• [Aim of the task]: From the listing below, keep only the lines that contain the string "panel" and copy each one.

• [Entries shown]:

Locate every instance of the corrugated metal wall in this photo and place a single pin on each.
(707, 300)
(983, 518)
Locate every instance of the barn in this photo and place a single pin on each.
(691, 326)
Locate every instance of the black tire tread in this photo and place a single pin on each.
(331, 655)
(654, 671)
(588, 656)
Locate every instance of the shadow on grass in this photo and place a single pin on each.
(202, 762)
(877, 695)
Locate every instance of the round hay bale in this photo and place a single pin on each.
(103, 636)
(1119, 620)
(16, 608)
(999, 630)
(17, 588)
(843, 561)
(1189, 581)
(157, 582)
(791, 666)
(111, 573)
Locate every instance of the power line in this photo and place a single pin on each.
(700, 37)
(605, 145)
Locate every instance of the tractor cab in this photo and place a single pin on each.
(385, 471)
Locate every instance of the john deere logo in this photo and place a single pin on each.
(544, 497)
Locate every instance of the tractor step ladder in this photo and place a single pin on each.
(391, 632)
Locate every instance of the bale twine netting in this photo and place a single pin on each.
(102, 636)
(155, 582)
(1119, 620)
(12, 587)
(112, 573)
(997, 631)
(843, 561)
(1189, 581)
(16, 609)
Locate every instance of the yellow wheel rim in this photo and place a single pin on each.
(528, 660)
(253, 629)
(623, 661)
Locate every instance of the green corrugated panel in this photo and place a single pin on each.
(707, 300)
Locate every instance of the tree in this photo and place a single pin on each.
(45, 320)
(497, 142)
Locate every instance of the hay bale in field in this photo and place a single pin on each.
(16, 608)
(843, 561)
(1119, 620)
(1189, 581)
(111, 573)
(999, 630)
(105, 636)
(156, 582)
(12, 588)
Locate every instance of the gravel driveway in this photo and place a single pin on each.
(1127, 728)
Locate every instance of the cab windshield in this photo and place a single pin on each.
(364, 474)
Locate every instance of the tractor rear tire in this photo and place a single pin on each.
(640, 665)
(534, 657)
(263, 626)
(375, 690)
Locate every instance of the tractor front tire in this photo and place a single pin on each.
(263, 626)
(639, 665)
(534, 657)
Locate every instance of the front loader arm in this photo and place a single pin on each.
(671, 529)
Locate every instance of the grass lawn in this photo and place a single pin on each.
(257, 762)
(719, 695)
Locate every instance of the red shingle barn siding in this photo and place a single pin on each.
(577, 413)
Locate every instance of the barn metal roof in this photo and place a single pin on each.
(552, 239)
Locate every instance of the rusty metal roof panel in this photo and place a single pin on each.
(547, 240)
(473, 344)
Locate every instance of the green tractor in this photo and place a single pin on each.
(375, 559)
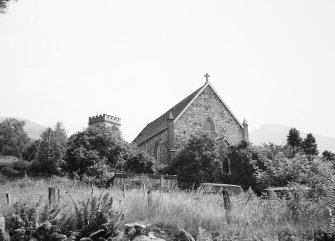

• [Expected answer]:
Locate every instance of the green corrugated panel in this photo and place a single pin on each.
Locate every instance of the rusty metal roof panel in this photo and place a single pin on each.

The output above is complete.